Processo
007/2024-CIV3-A
Relator
Desembargador Domingos Astrigildo Nahanga
Primeiro Adjunto
Marilene Camati
Segundo Adjunto
Lourenço José
Descritores:
Acção executiva, título executivo, termo de autenticação; contrato de mutuo, forma.
Sumário do acórdão
A validade dos efeitos de um determinado
negócio, dependendo da sua natureza, não se bastará pela vontade nem do livre
arbítrio das partes contraentes. Tal é o caso, dos contratos de mútuo a partir
de um determinado valor, conforme dispõe a nova redacção feita ao artigo 1143º
do CC, pela Lei 9/11, de 16 de Fevereiro - Lei de alteração do CC, no seu
artigo 1º.;
ACÓRDÃO
Processo
n.º: 007/2024
Relator: Desembargador Domingos Astrigildo Nahanga
Data
do acórdão: 05
de Dezembro de 2024
Votação: Unanimidade
Meio
processual: Agravo
Decisão: Negado provimento ao recurso.
Palavras-chaves: Acção executiva, título executivo, termo de
autenticação; contrato de mutuo, forma.
Sumário
do acórdão:
A validade dos efeitos de um determinado negócio, dependendo da sua natureza, não se bastará pela vontade nem do livre arbítrio das partes contraentes. Tal é o caso, dos contratos de mútuo a partir de um determinado valor, conforme dispõe a nova redacção feita ao artigo 1143º do CC, pela Lei 9/11, de 16 de Fevereiro - Lei de alteração do CC, no seu artigo 1º.
* * *
Os
juízes desta Câmara reunidos em conferência, acordam em nome do povo:
I. RELATÓRIO.
Na
sala do Cível e Administrativo do Tribunal de Comarca de Moçâmedes, J.A, casado, de (…) de idade, natural
do Lubango, Província da Huíla, residente na Centralidade do (…), podendo ser
contactado pelo terminal telefónico n.º (…); intentou Acção Executiva para
Pagamento de Quantia Certa, sob forma de Processo Comum Ordinário, contra:
X.A,
solteiro, natural do Lubango, Província da Huíla, residente em Moçâmedes,
Bairro (…), casa s/n.º, contactável pelo terminal telefónico n.º (…);
X.B,
solteiro, natural de Caconda, Província da Huíla, residente em Moçâmedes,
Bairro (…), casa s/n.º, contactável pelo terminal telefónico n.º (…), e;
X.C, solteiro, natural da Província do Namibe,
residente em Moçâmedes, Bairro (…), casa s/n.º, contactável pelo terminal
telefónico n.º (…);
A acção entrou em juízo,
e foi proferido pela Mmª. Juíza o despacho de aperfeiçoamento da P.I,
convidando a parte para juntar aos autos Escritura Pública do contrato de mútuo
(fls. 12-13).
Notificado
o Exequente do despacho, veio em requerimento de fls. 16-17, pedir se aceite que o termo de autenticação exarado
por notário é Escritura Pública de obrigações; nestes termos que se prossiga a
acção, ordenando que se cite os executados; não sendo aceites os argumentos
apresentados pela mesma razão motivacional do Tribunal, que seja dada a
oportunidade ao Exequente aperfeiçoar para acção declarativa.

* **DADOS REGISTADOS**:
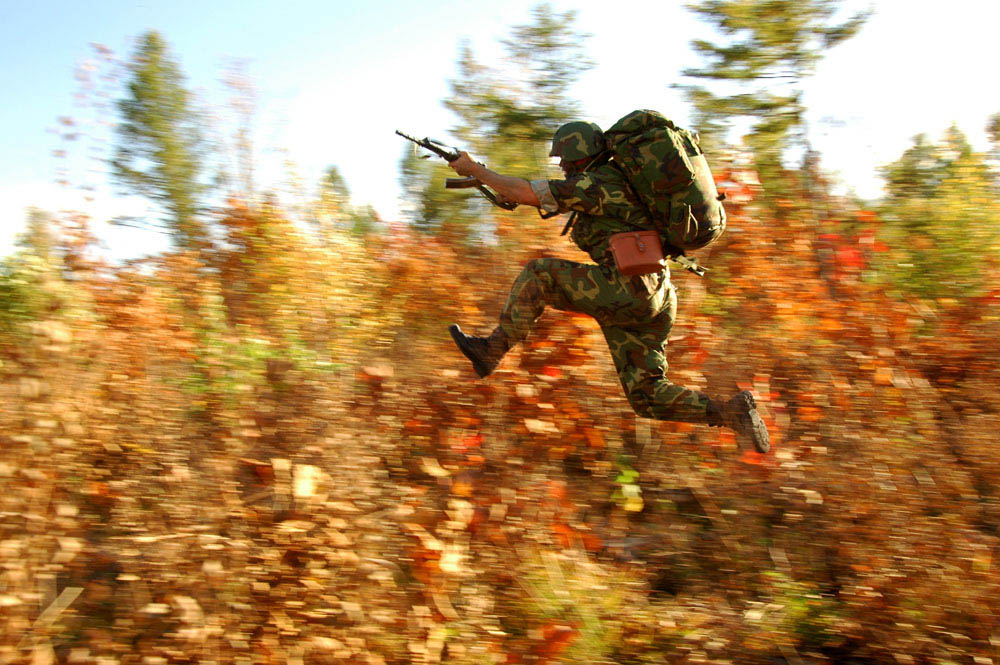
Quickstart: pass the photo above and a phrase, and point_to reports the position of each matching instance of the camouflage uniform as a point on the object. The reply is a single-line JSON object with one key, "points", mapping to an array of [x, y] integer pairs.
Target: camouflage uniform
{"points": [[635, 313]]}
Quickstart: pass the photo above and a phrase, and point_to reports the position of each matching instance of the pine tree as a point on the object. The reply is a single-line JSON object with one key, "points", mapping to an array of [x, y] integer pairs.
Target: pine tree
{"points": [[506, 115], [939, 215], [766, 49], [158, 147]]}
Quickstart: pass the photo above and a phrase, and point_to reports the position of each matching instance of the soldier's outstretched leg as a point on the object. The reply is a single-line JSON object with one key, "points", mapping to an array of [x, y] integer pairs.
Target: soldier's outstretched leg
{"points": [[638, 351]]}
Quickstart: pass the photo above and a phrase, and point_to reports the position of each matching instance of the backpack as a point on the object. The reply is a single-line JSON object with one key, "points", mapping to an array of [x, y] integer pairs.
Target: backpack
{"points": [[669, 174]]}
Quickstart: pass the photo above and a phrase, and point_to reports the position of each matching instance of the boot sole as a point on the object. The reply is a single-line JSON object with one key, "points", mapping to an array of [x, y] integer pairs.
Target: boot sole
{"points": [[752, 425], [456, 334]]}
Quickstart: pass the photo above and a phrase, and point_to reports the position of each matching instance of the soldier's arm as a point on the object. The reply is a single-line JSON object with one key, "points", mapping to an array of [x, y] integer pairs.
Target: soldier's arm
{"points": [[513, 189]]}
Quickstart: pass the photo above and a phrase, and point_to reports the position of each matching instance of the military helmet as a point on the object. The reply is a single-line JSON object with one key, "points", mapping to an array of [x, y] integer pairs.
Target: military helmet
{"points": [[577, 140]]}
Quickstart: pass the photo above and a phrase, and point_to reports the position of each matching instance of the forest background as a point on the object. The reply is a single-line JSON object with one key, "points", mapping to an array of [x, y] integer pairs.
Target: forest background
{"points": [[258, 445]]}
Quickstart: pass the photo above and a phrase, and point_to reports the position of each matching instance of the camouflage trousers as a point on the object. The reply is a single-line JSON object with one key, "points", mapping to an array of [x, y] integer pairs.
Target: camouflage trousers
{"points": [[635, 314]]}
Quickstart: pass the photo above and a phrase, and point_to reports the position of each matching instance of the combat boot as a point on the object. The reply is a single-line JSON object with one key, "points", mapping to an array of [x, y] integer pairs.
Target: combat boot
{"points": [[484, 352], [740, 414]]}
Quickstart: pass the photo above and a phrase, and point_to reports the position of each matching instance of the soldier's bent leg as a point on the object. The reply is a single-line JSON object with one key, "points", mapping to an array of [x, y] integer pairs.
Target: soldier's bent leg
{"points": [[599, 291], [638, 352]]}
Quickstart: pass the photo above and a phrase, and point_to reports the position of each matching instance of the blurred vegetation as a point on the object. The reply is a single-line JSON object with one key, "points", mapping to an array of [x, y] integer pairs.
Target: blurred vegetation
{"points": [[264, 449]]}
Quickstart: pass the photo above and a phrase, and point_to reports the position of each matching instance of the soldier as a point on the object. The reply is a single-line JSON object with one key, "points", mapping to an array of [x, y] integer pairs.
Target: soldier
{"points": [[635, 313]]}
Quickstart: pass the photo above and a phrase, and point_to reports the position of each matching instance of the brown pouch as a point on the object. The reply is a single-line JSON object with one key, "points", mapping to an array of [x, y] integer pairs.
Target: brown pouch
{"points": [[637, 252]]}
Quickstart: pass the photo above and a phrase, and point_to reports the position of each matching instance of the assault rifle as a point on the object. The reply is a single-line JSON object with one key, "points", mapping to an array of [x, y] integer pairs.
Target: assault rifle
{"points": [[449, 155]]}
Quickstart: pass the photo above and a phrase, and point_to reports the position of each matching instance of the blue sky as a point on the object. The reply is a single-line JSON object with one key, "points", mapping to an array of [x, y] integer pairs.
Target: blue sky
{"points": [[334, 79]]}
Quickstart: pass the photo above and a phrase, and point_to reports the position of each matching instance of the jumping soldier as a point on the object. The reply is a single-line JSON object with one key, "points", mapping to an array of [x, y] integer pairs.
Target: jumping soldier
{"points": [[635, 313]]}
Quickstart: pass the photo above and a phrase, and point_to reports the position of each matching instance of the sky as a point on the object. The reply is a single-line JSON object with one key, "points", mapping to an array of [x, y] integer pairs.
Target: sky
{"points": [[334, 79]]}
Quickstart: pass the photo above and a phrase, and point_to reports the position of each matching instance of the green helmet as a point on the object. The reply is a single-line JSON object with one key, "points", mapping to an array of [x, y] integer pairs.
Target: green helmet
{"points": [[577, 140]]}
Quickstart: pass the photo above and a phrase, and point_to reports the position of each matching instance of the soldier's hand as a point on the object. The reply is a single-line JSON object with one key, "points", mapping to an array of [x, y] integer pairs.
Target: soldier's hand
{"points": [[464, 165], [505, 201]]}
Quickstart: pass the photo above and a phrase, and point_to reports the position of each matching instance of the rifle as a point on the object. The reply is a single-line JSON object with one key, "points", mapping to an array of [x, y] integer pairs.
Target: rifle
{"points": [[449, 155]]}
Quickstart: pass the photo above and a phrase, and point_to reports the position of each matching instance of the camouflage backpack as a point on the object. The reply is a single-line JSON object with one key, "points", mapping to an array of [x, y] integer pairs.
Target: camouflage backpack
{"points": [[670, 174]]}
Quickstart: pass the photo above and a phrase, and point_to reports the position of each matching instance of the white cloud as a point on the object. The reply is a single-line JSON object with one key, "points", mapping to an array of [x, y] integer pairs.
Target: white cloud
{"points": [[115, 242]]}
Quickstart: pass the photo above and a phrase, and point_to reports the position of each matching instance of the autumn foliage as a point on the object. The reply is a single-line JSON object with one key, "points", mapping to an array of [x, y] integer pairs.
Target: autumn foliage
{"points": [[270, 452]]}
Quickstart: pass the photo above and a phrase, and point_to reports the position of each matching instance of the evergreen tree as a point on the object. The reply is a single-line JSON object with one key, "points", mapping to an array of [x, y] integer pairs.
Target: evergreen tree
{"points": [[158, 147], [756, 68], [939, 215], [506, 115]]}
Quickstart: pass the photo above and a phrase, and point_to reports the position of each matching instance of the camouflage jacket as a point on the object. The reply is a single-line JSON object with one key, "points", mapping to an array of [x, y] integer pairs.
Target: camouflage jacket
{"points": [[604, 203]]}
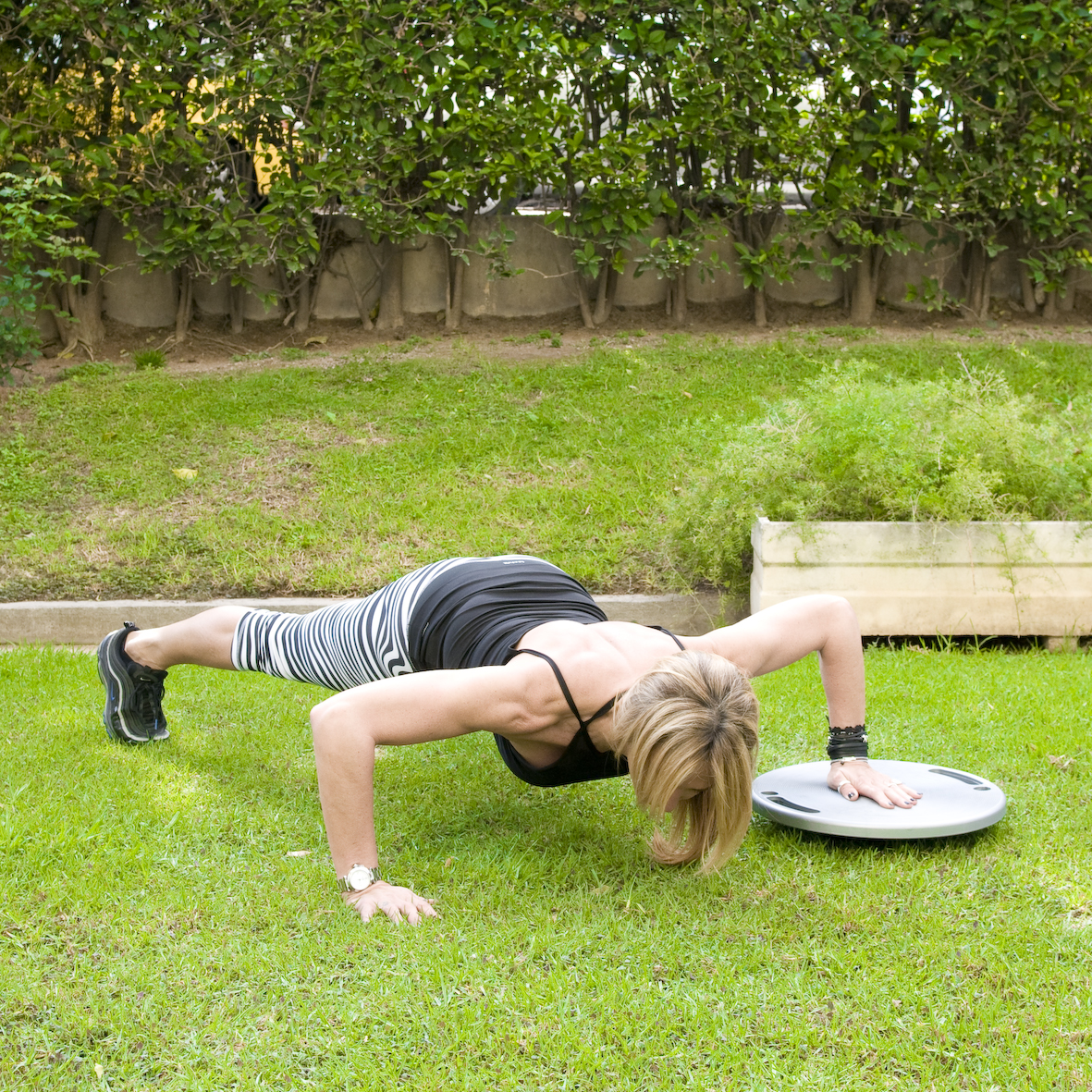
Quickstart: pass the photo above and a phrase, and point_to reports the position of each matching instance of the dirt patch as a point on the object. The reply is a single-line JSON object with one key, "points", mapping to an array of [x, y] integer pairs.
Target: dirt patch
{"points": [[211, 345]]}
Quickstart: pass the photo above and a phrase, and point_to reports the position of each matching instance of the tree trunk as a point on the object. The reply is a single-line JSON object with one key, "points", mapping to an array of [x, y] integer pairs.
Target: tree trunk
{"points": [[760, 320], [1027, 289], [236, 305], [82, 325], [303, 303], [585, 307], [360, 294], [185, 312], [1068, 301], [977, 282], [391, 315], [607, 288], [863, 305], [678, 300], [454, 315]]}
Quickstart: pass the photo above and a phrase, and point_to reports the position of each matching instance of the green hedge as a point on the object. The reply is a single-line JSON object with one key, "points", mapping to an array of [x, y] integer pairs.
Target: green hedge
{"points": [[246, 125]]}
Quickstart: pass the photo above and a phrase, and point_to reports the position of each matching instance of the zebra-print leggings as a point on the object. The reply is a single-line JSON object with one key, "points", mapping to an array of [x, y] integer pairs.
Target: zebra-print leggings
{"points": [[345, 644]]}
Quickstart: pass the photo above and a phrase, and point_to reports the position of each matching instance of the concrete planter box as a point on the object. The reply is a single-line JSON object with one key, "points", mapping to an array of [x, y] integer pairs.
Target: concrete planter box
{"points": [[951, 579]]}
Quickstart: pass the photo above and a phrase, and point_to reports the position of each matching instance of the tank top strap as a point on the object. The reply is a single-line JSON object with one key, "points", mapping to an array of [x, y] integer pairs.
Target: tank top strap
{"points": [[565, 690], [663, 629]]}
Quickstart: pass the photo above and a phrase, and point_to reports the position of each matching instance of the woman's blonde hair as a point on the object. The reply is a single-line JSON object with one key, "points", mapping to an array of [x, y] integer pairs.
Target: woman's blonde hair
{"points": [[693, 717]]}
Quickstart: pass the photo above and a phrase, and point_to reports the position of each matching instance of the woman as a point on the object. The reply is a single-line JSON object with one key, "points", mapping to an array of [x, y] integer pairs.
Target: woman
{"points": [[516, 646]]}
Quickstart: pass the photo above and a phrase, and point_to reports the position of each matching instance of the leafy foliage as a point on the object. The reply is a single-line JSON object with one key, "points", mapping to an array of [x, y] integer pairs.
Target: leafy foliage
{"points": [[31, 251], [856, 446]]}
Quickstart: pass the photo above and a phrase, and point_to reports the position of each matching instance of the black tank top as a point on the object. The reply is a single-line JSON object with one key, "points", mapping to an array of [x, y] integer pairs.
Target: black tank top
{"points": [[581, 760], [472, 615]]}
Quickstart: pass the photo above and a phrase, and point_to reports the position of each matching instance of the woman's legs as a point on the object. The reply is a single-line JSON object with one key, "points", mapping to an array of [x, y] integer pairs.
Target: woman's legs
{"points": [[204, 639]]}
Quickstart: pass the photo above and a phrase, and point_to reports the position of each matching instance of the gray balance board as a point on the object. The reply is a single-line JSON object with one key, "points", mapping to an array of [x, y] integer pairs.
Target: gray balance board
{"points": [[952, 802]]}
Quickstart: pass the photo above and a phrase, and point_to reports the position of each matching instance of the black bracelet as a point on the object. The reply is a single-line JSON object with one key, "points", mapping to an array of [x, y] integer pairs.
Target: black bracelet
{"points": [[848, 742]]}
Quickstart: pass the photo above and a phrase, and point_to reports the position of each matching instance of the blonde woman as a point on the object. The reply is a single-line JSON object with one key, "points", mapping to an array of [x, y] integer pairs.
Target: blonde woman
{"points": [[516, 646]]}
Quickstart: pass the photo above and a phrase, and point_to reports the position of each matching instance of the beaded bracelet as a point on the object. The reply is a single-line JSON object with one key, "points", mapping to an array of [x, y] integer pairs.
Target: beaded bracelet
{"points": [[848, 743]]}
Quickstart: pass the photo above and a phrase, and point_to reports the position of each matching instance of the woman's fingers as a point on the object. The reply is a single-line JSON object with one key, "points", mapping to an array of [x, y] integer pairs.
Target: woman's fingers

* **CONJUNTO DE TAREFAS**:
- A) Diga se cada afirmação concorda com o acórdão sobre o contrato de mútuo, respondendo sim ou não e citando as palavras decisivas desse texto: (i) a decisão foi tomada por unanimidade; (ii) foi dado provimento ao recurso; (iii) X.B é natural de Caconda.
- B) Prossiga o acórdão sobre o contrato de mútuo a partir do ponto em que termina.
Os registos não têm qualquer papel nesta parte.

* **RESPOSTAS POR TAREFA**:
- A)
(i) Sim: "Votação: Unanimidade".
(ii) Não: "Decisão: Negado provimento ao recurso."
(iii) Sim: "natural de Caconda, Província da Huíla".

- B)
Ante
o requerimento, a Mmª. Juíza, com o fundamento de falta de cumprimento do
despacho de aperfeiçoamento no prazo que lhe foi marcado, veio indeferir
liminarmente a presente acção executiva, (fls. 19).
Inconformado
com o decidido, veio o Exequente interpor o presente recurso de agravo a subir imediatamente, nos próprios
autos e efeito suspensivo assim admitido (fls. 24); ao que se seguiu a junção
das alegações de fls. 31-35, cujos fundamentos, atento à fase, resumem-se no
seguinte:
1.
O
Tribunal a quo andou mal ao indeferir
liminarmente a P.I, da acção executiva sem entender melhor que o documento é
Escritura Pública;
2. Que
o documento que serviu à acção executiva é Escritura Pública, atento o
conteúdo, o acordo de pagamento, o valor pago pelo selo e assinatura dos
mutuários;
3. Que
não existe um modelo rigorosamente de Escritura Pública à luz do princípio da
liberdade de forma; o importante é estar presente os elementos essências do
documento;
4. Que
não foi violado o artigo 220.º do CC, já que, se cumpriu com o artigo 1143.º do
CC;
5. As
alegações apresentadas devem ser recebidas e aceites como provadas e, em
consequência disso, considerar o documento de Escritura Pública, por ter sido
exarado pelo Notário e por conter os elementos essenciais da vontade das
partes; e revogar o despacho de indeferimento da P.I.
Notificados
os Apelados, vieram estes contra-alegar, concluindo em suma:
Que
seja julgado improcedente o recurso interposto;
Remetidos
os autos a esta instância de Recurso e feita revisão (fls. 72), com as notas
nele insertas, foi proferido despacho, nos termos dos artigos 749.º e 701.º do
CPC, admitindo-se o recurso, como sendo o próprio (fls. 74).
Aberto
o termo de vista ao MºPº, este, veio dar o seu parecer, fundamentado no sentido
de improceder o recurso (fls.76 a 80).
Posto
isso, seguiram-se os sucessivos vistos legais aos Juízes adjuntos (fls. 82-83).
* * *
II.
OBJECTO DO RECURSO
Face às conclusões apresentadas pelo Agravante,
que delimitam o objecto do recurso, para além das excepções de conhecimento oficioso,
que decorrem do disposto nos artigos 660º nº 2, 664º, 684º nº 3 e 690 nº1,
todos do Código de Processo Civil; emerge como questão a apreciar e decidir em
sede do presente recurso saber se:
O
documento apresentado pelo Agravante é um título executivo bastante.
III.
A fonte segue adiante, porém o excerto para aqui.